Set exercise A
Please write out the listing's lines again, between the lines holding "tail? Thanks so much." and "[0,0,850,351]", inclusive, keeping the requests and shifting every coordinate in the answers up by 43.

Page text
================================

|The German government demands that nuclear waste is stored safely
underground in salt formations, clay layers or granite for a million of years from the
year 2035 on. The casks with nuclear waste have to be intact for 500 years. Moreover the
government demands that data on this waste are kept safe for at least 500 years. On these
demands the Ministry of Environment held a conference in Berlin from 30 October to 1
November that was attended by 300 participants.
Minister of Environment Sigmar Gabriel opened the conference. He stated that the high radioactive waste is about 10% of the total amount of radioactive waste, but 99% of the total radioactivity, that will be accumulated at the year 2040. A total of about 24,000 m3 of high active waste has to be put in a storage place from not later than 2035, because from then the licenses for temporary storage at the nuclear power stations expires.

================================

[Entries for bounding box labeling]
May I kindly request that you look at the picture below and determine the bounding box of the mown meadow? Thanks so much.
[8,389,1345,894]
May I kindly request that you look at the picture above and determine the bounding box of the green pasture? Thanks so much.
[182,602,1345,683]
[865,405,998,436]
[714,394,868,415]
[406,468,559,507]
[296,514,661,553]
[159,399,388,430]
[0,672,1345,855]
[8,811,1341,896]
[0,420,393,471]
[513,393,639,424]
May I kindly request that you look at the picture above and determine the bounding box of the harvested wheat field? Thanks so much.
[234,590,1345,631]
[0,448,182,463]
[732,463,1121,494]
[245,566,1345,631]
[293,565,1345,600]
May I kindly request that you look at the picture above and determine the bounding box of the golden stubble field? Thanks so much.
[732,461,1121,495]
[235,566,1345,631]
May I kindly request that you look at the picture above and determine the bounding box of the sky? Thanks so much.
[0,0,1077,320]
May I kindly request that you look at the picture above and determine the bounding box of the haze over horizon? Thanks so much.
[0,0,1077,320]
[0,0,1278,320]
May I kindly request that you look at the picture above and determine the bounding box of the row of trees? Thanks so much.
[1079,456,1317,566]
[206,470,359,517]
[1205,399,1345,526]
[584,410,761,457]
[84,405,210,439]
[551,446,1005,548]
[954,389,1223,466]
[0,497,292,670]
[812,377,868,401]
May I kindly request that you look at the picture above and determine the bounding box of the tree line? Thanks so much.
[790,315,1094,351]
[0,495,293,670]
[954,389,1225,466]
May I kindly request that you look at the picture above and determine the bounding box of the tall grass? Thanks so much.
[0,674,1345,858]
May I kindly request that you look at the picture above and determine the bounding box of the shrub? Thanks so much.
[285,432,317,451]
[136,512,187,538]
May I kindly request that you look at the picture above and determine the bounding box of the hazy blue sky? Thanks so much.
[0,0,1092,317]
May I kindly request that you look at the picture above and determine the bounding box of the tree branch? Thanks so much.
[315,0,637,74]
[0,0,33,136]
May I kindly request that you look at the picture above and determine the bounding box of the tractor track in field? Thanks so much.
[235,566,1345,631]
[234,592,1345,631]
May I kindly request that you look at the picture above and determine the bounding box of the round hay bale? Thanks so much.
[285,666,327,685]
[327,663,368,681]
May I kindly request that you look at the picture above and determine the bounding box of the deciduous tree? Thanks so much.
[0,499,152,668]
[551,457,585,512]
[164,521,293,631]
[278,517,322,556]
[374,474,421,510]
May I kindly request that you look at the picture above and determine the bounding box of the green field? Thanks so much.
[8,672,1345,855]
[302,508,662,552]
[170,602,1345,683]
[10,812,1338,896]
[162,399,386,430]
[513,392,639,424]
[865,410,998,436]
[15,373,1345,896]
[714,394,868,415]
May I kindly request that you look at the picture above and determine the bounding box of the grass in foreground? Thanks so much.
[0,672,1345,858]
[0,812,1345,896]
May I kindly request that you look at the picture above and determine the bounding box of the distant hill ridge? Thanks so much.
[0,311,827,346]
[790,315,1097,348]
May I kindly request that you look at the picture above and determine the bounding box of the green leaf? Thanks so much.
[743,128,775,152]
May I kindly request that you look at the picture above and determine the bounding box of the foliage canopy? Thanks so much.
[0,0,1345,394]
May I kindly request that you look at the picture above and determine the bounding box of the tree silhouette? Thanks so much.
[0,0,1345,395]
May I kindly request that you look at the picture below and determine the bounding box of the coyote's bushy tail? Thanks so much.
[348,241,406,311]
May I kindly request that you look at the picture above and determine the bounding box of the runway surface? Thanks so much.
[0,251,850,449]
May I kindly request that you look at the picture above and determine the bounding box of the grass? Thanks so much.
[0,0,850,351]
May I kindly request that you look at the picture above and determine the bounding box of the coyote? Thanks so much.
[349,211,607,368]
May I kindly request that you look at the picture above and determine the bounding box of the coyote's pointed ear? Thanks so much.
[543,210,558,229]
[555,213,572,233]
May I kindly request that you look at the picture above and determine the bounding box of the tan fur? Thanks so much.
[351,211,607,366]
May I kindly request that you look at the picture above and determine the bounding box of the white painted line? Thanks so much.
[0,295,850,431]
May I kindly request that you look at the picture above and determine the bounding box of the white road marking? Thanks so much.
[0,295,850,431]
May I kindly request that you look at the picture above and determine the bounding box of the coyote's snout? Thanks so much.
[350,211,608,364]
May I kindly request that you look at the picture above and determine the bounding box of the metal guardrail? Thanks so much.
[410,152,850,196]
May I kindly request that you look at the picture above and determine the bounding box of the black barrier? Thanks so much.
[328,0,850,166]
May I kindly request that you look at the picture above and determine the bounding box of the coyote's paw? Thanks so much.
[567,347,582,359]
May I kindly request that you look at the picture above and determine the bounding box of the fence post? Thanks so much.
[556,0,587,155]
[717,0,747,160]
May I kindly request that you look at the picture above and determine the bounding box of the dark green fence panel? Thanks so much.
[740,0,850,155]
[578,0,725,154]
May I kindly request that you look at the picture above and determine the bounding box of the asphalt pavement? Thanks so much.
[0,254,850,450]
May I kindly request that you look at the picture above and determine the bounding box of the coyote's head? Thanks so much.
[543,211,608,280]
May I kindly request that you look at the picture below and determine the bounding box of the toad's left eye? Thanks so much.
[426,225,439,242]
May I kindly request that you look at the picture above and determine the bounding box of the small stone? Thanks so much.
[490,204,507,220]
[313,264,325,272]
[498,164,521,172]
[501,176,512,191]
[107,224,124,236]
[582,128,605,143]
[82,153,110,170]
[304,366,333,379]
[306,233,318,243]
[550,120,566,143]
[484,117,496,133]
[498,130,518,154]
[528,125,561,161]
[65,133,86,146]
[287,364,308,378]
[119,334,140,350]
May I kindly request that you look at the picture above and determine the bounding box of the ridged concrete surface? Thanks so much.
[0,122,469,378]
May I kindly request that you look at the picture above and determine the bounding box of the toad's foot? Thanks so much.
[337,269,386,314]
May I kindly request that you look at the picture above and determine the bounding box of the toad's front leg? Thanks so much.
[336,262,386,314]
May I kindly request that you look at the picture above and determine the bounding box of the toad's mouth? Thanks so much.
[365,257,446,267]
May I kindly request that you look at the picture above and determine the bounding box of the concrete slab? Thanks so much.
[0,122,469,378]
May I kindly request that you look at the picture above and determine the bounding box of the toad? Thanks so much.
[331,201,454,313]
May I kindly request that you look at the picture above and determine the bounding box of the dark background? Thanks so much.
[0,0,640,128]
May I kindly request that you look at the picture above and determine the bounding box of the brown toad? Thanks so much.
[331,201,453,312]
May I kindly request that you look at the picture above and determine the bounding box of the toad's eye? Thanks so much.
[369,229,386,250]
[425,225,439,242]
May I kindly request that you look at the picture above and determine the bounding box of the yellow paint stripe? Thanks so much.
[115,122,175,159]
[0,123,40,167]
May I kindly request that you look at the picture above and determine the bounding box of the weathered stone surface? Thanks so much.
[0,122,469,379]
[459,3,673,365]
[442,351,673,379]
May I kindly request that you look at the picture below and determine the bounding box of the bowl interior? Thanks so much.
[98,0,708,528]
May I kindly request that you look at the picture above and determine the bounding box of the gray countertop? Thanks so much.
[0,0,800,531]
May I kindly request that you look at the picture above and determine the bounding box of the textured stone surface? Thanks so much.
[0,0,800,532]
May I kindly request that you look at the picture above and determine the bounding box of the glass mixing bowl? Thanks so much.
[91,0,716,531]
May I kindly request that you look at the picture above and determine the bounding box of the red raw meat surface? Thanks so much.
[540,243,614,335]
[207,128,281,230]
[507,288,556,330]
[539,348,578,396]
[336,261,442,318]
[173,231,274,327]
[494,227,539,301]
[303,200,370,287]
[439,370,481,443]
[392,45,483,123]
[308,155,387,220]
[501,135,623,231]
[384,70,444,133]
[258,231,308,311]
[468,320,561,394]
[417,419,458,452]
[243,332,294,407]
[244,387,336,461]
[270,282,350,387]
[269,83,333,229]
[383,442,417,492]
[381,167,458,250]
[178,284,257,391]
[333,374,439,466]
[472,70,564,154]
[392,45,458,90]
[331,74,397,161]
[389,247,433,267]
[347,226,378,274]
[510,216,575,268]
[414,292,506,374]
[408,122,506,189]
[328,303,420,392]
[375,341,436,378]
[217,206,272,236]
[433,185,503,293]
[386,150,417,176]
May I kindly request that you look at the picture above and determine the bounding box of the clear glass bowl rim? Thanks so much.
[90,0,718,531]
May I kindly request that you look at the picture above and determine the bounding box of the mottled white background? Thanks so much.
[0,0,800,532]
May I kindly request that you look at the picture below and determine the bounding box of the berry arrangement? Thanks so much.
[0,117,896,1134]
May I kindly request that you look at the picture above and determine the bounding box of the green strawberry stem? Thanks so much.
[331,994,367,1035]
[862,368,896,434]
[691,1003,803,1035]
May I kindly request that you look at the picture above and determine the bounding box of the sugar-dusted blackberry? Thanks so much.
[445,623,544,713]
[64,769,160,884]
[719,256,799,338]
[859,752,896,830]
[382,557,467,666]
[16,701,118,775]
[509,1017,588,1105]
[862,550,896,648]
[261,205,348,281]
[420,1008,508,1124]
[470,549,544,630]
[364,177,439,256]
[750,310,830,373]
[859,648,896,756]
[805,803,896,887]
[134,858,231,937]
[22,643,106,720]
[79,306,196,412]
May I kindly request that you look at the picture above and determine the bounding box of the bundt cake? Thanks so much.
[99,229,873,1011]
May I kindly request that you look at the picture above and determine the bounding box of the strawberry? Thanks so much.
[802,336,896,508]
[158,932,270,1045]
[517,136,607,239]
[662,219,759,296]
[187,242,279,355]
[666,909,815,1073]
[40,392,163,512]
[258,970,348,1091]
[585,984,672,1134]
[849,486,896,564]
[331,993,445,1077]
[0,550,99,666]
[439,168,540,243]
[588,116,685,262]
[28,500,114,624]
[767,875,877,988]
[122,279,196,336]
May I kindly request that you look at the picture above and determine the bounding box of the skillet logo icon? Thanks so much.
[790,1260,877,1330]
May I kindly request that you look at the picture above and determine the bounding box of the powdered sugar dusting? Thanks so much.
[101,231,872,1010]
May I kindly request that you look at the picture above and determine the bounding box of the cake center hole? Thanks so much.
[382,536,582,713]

================================

Set exercise B
Repeat the text on German nuclear waste storage between "Minister of Environment" and "power stations expires.", inclusive.

Exercise result A
May I kindly request that you look at the picture below and determine the bounding box of the coyote's bushy tail? Thanks so much.
[391,284,449,354]
May I kindly request that you look at the picture above and determine the bounding box of the runway surface? Thanks so much.
[43,294,893,492]
May I kindly request that you look at the picture above and determine the bounding box of the grass? Thanks so much.
[43,43,893,394]

Exercise result B
Minister of Environment Sigmar Gabriel opened the conference. He stated that the high radioactive waste is about 10% of the total amount of radioactive waste, but 99% of the total radioactivity, that will be accumulated at the year 2040. A total of about 24,000 m3 of high active waste has to be put in a storage place from not later than 2035, because from then the licenses for temporary storage at the nuclear power stations expires.